((

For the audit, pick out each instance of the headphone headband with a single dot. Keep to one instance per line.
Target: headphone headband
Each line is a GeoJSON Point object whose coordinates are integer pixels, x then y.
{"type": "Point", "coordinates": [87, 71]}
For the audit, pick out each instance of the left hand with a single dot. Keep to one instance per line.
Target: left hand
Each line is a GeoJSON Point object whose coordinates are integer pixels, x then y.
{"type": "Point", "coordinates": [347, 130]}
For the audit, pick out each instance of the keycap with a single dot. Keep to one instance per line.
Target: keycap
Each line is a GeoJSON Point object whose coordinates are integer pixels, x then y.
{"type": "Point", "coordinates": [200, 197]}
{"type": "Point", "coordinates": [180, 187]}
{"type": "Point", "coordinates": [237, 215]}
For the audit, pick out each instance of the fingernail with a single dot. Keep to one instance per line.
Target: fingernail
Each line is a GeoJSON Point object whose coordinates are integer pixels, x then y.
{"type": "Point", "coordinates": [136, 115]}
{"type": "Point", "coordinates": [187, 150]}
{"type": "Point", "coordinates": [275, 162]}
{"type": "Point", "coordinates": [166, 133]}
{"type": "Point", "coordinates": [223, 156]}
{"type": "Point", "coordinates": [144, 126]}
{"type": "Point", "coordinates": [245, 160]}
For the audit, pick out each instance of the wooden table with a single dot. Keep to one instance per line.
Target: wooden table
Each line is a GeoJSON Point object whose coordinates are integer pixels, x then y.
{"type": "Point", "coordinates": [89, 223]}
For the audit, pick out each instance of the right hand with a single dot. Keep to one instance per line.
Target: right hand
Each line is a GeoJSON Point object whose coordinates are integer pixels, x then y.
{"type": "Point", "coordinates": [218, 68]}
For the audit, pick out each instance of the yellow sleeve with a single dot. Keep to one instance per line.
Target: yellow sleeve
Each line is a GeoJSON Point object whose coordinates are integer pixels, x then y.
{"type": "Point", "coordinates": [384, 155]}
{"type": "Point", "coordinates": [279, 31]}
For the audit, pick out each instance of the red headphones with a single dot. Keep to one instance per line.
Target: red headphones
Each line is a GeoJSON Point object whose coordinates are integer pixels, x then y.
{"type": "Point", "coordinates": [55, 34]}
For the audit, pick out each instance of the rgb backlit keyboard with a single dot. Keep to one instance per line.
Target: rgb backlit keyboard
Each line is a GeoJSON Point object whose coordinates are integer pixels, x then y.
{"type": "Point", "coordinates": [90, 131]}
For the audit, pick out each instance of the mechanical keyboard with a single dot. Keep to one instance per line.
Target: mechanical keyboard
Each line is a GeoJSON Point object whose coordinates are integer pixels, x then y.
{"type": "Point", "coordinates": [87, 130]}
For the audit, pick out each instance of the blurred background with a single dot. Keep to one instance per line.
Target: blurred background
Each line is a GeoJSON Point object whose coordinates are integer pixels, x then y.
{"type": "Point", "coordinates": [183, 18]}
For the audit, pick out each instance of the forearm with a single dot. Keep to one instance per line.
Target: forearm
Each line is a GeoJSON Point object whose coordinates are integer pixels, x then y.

))

Print every record above exactly as written.

For the audit, pick out each instance of the headphone headband with a single dot. Keep to one instance per line.
Target: headphone headband
Each line is a GeoJSON Point object whose coordinates are integer pixels, x then y.
{"type": "Point", "coordinates": [87, 71]}
For the audit, pick out each instance of the left hand with a single dot. Keep to one instance per line.
Target: left hand
Each line is a GeoJSON Point object whose coordinates are integer pixels, x then y.
{"type": "Point", "coordinates": [347, 130]}
For the audit, pick out each instance of the keycap with a single dot. Keep to one instance per line.
Target: keycap
Each line is a GeoJSON Point object whose coordinates are integer pixels, x then y.
{"type": "Point", "coordinates": [200, 197]}
{"type": "Point", "coordinates": [180, 187]}
{"type": "Point", "coordinates": [237, 215]}
For the audit, pick out each instance of the fingernail with a single dot. Keep to one instance per line.
Target: fingernail
Each line is a GeoJSON Point object whose coordinates are integer pixels, x then y.
{"type": "Point", "coordinates": [136, 115]}
{"type": "Point", "coordinates": [187, 150]}
{"type": "Point", "coordinates": [275, 162]}
{"type": "Point", "coordinates": [166, 133]}
{"type": "Point", "coordinates": [223, 156]}
{"type": "Point", "coordinates": [144, 126]}
{"type": "Point", "coordinates": [245, 160]}
For the audit, pick out each instance of the wooden table with a single dot. Keep to one instance per line.
Target: wooden table
Each line is a GeoJSON Point object whose coordinates are integer pixels, x then y.
{"type": "Point", "coordinates": [89, 223]}
For the audit, pick out each instance of the right hand with a single dot. Keep to one instance per line.
Target: right hand
Each line is a GeoJSON Point object whose coordinates are integer pixels, x then y.
{"type": "Point", "coordinates": [218, 68]}
For the audit, pick out each instance of the yellow sleeve with a single dot. Keep to one instance per line.
Target: yellow sleeve
Each line is a GeoJSON Point object whose coordinates are integer pixels, x then y.
{"type": "Point", "coordinates": [384, 155]}
{"type": "Point", "coordinates": [279, 31]}
For the audit, pick out each instance of the red headphones with a single dot. Keep to one instance per line.
Target: red headphones
Each line is a GeoJSON Point object whose coordinates are integer pixels, x then y.
{"type": "Point", "coordinates": [55, 34]}
For the audit, pick out each instance of the rgb backlit keyboard with a single dot. Keep to one instance per line.
Target: rgb backlit keyboard
Each line is a GeoJSON Point object whose coordinates are integer pixels, x then y.
{"type": "Point", "coordinates": [90, 131]}
For the audit, pick out each instance of the mechanical keyboard with a single dot. Keep to one instance per line.
Target: mechanical keyboard
Each line is a GeoJSON Point object whose coordinates are integer pixels, x then y.
{"type": "Point", "coordinates": [87, 130]}
For the audit, pick out each instance of the blurred background with a single dot. Keep to one instance per line.
Target: blurred background
Each line is a GeoJSON Point object whose coordinates are integer pixels, x then y.
{"type": "Point", "coordinates": [183, 18]}
For the audit, pick out each instance of the forearm with a single dot. Keep to one instance per line.
Target: forearm
Each line is a GeoJSON Point object whose coordinates are integer pixels, x then y.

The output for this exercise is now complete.